◆ PROBLEM TO WORK ON ◆
Your job is to transcribe the material exactly, every line included.
● ● ● ●
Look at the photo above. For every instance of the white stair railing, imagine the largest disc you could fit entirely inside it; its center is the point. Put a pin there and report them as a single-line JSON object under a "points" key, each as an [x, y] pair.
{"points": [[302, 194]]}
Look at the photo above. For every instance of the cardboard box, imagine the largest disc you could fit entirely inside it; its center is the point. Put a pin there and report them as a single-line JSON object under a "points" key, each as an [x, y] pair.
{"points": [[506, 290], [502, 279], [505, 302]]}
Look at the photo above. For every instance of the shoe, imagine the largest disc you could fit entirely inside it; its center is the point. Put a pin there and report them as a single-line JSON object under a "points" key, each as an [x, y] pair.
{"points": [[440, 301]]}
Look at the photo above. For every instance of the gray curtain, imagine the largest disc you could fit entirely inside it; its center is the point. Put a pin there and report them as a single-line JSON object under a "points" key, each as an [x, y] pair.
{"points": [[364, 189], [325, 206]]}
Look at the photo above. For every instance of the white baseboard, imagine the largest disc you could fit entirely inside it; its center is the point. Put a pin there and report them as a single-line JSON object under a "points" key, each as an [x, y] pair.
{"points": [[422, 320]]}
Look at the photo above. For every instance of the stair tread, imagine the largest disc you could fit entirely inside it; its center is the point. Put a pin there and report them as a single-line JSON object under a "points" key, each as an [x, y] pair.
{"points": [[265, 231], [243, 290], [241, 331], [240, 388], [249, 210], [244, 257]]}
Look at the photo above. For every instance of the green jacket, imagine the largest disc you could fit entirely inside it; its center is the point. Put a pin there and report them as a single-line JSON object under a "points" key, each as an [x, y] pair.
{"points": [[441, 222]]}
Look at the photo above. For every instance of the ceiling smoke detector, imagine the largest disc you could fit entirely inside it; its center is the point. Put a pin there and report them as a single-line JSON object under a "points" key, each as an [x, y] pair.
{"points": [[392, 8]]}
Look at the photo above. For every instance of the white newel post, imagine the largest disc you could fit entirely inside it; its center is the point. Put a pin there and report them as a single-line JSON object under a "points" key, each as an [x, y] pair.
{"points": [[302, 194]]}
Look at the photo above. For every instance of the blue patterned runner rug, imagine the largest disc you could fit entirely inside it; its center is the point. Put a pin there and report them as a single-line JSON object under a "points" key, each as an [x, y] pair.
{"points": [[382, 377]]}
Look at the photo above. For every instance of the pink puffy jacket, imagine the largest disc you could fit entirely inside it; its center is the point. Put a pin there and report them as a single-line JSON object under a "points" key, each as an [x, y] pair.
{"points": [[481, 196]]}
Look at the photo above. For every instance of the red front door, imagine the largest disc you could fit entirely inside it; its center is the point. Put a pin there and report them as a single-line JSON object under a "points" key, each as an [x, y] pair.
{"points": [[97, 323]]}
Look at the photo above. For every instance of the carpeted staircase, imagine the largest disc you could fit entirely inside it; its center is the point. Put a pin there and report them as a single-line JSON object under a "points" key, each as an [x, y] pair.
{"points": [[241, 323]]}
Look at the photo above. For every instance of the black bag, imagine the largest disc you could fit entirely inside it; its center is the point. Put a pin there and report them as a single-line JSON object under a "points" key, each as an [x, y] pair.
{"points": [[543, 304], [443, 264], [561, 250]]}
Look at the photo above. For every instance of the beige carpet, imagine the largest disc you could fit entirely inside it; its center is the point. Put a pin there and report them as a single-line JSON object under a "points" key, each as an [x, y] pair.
● ● ● ●
◆ EXERCISE ANSWER ◆
Look at the photo above. For every instance of the white stair railing, imagine the largest disc you could fit entirely inside it; its center is the point. Put a pin there and report them as a single-line JSON object under a "points" key, each as an [x, y] pair.
{"points": [[302, 194]]}
Look at the photo above. For every instance of the cardboard box, imagine the largest disc you could fit entirely inside it; its center is the point. Put a pin there and report them as a single-line JSON object under a "points" key, each as an [x, y] pair.
{"points": [[506, 290], [502, 279], [505, 302]]}
Look at the photo above. For every instance of the shoe, imagine the largest disc you could fit entirely inside it; its center is the point. Put a pin there and report them as a single-line JSON object under a "points" key, each as an [x, y] pair.
{"points": [[440, 301]]}
Look at the photo above. For every instance of the gray curtain, imagine the largest disc you could fit entirely inside it; its center is the point. Put a pin there and report them as a single-line JSON object under a "points" key, each as an [x, y] pair.
{"points": [[364, 189], [325, 206]]}
Look at the photo above. For every instance of the white baseboard, imagine the largest disc you could fit entirely inside it; its center is the point. Put a pin there and report them as a single-line JSON object under a "points" key, each as an [x, y] pair.
{"points": [[422, 320]]}
Look at the photo above. For every instance of the stair tread, imagine the largest disc you could fit entirely inside it; its center is the point. Put a pin there and report them as a single-line JSON object under a "points" key, each as an [x, y] pair.
{"points": [[265, 231], [243, 290], [241, 331], [240, 388], [249, 210], [244, 257]]}
Look at the photo above. For every instance of the green jacket, imagine the largest disc you could fit entirely inside it; its center is the point. Put a pin there and report them as a single-line JSON object under a "points" key, each as an [x, y] pair.
{"points": [[441, 222]]}
Look at the photo above. For every instance of the ceiling smoke detector, imagine the largest disc you could fit entirely inside it; its center is the point. Put a pin there and report them as a single-line JSON object under a "points" key, each as an [x, y] pair.
{"points": [[392, 8]]}
Look at the photo above. For every instance of the white newel post, imagine the largest disc you could fit entirely inside it; its center is the point. Put a pin there and report them as a single-line JSON object under a "points" key, each as an [x, y] pair.
{"points": [[302, 194]]}
Look at the photo above. For every instance of the blue patterned runner rug, imagine the largest disc you could fit entirely inside it; its center is the point. Put a pin there and report them as a single-line JSON object under a "points" key, each as an [x, y] pair.
{"points": [[382, 377]]}
Look at the photo above. For every instance of the pink puffy jacket, imagine the largest disc you could fit entirely inside it; its center is the point. Put a pin there and report them as a single-line JSON object under a "points" key, each as an [x, y] pair.
{"points": [[481, 196]]}
Look at the photo above. For every instance of the red front door, imagine the largest disc you could fit entirely inside it; its center is the point. Put a pin there and report them as a single-line JSON object under a "points" key, each as an [x, y] pair.
{"points": [[97, 323]]}
Look at the photo above. For every instance of the carpeted staircase, imagine the largest disc you could fit entirely inside it; its center is the point. Put a pin there and report them as a single-line JSON object under a "points" key, each as an [x, y] pair.
{"points": [[241, 323]]}
Look at the photo above. For every instance of the black bag, imagine the largest disc you could fit entirely inside it; its center is the point. Put a pin there and report them as a single-line JSON object under a "points" key, each as an [x, y] pair.
{"points": [[543, 304], [443, 264], [561, 250]]}
Look at the photo above. For every instance of the beige carpet, imagine the largest disc you could fit entirely inside it; its center is the point. Put a pin there and report them as a single-line JSON object under a "points" key, each as an [x, y] pair.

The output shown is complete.